TASK DETAILS.
Write the records below out in full, character for character, with no pictures.
---- RECORDS TO USE
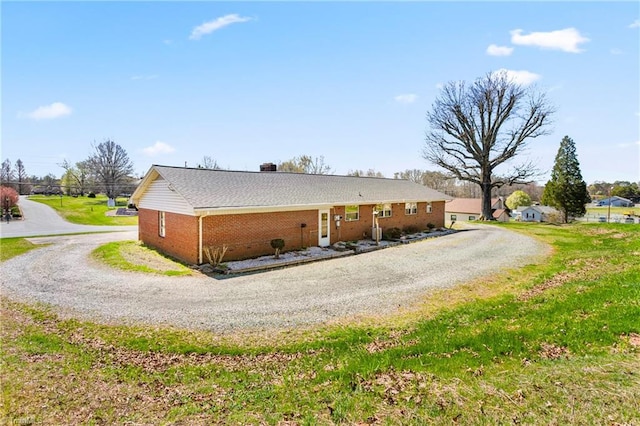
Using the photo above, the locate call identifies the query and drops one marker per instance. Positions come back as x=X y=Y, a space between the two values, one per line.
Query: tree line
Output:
x=107 y=170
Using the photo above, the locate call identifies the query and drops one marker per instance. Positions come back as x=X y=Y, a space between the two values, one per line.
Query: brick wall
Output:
x=250 y=235
x=355 y=230
x=181 y=234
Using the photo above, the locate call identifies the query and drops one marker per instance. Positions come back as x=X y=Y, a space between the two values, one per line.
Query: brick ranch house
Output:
--------
RESPONSE TO THE TASK.
Using the photo above, the locate call identifies the query and drops one marker per instance. Positions come back as x=X y=Y, a space between the two values, one per line.
Query: tree line
Output:
x=107 y=170
Using the photo above, the locate call identifies the query and drops one marker per instance. Positions come back as x=X y=Y, a space between the two values, one per line.
Query: brick wall
Output:
x=250 y=235
x=355 y=230
x=181 y=234
Using the photo above, the locate call identifies the query and drops one marker per instance. Positions come back as x=X y=Y, a space between the two values, one per line.
Query: brick ranch house
Output:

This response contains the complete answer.